(Document section)

****************************************

Installation: - make sure Java 1.5 or newer is installed - jargs.jar must be on the Java classpath - bash must be available - awk must be installed and in the path

Usage: java -Xms1G -Xmx2G org.rgasp.PredictionAnalyser -l, --level ... one of "cds", "exon", "both"

						if "cds" is specified, only cds records within the annotation and
						the prediction are considered
						
						if "exon" is specified only exon records within the annotation and
						the prediction are considered
						
						if "both" is specified a "cds" and an "exon" analysis
						will be performed separately
						
-m, --mode			... one of "fixed", "flexible", "both"

						if "fixed" mode is specified, predicted records are verified
						only if there is an annotation record with the same borders
						
						if "flexible" mode is specified, predicted records, that correspond to
						a first or last exon of a transcript in the annotation, may have flexible
						outer borders
						
						if "both" is specified, fixed and flexible mode analysis will be performed
						separately
						
-a, --annotation	... path to annotation file
-p, --prediction	... path to prediction file / folder
-o, -- output		... output folder

Example: java -Xms1G -Xmx2G -jar RGASP_analyzer.jar -l exon -m both -a path2annotation -p path2prediction -o outputfolder

File format: Both the annotation and the prediction files are expected to be in gtf file format. Please note that the key-value pairs gene_id and transcript_id are required! (for details see: http://www.sanger.ac.uk/resources/databases/encode/gencodeformat.html)

****************************************

(Data listing)
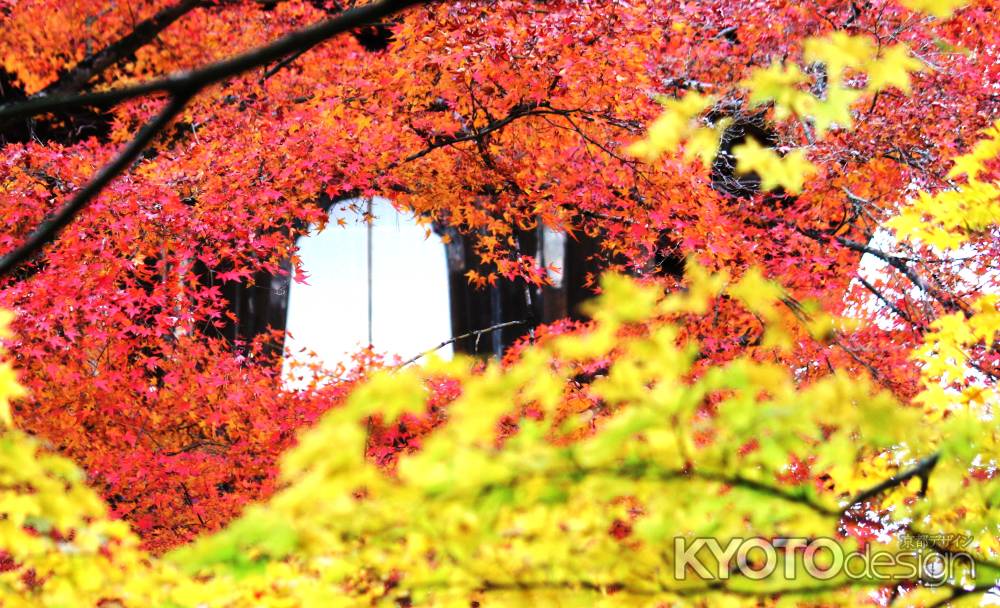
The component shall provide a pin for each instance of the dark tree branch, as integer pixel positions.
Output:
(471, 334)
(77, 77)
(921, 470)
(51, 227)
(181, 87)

****************************************

(To do) Reproduce the full installation and usage notes for the prediction analyser shown above, word for word.

(Answer in full)
Installation: - make sure Java 1.5 or newer is installed - jargs.jar must be on the Java classpath - bash must be available - awk must be installed and in the path

Usage: java -Xms1G -Xmx2G org.rgasp.PredictionAnalyser -l, --level ... one of "cds", "exon", "both"

						if "cds" is specified, only cds records within the annotation and
						the prediction are considered
						
						if "exon" is specified only exon records within the annotation and
						the prediction are considered
						
						if "both" is specified a "cds" and an "exon" analysis
						will be performed separately
						
-m, --mode			... one of "fixed", "flexible", "both"

						if "fixed" mode is specified, predicted records are verified
						only if there is an annotation record with the same borders
						
						if "flexible" mode is specified, predicted records, that correspond to
						a first or last exon of a transcript in the annotation, may have flexible
						outer borders
						
						if "both" is specified, fixed and flexible mode analysis will be performed
						separately
						
-a, --annotation	... path to annotation file
-p, --prediction	... path to prediction file / folder
-o, -- output		... output folder

Example: java -Xms1G -Xmx2G -jar RGASP_analyzer.jar -l exon -m both -a path2annotation -p path2prediction -o outputfolder

File format: Both the annotation and the prediction files are expected to be in gtf file format. Please note that the key-value pairs gene_id and transcript_id are required! (for details see: http://www.sanger.ac.uk/resources/databases/encode/gencodeformat.html)